Gather every line of the items below that holds the word "house", and copy each such line in full.

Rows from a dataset
# # #
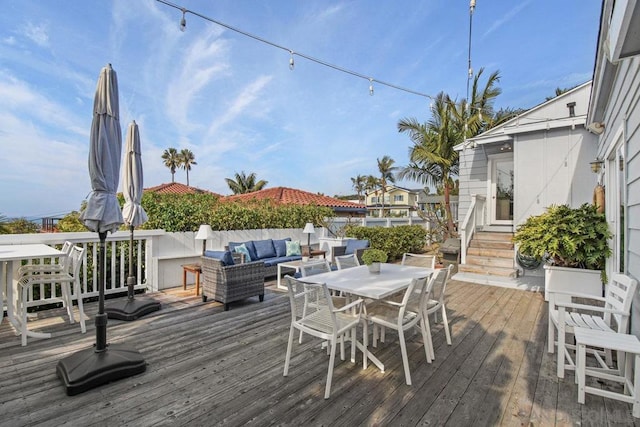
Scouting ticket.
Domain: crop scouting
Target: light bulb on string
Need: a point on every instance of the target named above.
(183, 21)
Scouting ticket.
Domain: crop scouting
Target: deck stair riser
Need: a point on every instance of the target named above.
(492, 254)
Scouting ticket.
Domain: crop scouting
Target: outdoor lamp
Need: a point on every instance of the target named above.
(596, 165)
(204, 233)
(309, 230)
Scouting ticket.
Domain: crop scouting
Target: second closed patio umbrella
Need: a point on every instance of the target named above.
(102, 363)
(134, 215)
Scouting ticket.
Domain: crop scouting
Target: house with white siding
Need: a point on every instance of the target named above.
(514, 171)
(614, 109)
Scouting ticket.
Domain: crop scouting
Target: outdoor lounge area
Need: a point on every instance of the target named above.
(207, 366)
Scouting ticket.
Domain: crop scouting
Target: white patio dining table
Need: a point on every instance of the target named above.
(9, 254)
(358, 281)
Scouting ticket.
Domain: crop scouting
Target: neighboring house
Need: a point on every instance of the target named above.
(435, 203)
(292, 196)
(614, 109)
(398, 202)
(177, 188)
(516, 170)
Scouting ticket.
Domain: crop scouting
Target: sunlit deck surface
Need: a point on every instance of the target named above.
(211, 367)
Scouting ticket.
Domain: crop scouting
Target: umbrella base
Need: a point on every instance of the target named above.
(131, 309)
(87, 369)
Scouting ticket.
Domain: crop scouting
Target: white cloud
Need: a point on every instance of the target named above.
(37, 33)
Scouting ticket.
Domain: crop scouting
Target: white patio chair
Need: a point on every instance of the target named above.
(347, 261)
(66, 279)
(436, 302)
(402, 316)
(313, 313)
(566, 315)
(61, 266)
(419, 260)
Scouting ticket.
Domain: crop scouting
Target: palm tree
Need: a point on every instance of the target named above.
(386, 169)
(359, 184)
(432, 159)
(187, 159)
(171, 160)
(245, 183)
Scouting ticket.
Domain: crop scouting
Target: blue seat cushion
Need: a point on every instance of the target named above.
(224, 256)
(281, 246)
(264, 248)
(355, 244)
# # #
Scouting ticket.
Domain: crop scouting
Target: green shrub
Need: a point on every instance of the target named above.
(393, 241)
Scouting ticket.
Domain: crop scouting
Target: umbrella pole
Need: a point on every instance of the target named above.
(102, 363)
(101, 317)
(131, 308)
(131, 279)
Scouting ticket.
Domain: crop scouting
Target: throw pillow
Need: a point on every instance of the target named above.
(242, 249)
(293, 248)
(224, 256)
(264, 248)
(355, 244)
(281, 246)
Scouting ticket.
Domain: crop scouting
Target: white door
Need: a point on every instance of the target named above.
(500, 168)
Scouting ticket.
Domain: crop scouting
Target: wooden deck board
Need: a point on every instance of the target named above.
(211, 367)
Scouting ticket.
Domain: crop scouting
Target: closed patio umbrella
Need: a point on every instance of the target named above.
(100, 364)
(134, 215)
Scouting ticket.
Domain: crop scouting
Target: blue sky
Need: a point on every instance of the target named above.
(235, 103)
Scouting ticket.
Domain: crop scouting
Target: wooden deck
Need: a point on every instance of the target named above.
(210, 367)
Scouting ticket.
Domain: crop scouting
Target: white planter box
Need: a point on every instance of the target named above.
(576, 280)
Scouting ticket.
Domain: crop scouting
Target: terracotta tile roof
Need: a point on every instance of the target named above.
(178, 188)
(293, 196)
# # #
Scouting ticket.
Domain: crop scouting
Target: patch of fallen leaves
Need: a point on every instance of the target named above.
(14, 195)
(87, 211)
# # #
▸ Completed task:
Target: house with white siding
Target: neighboring house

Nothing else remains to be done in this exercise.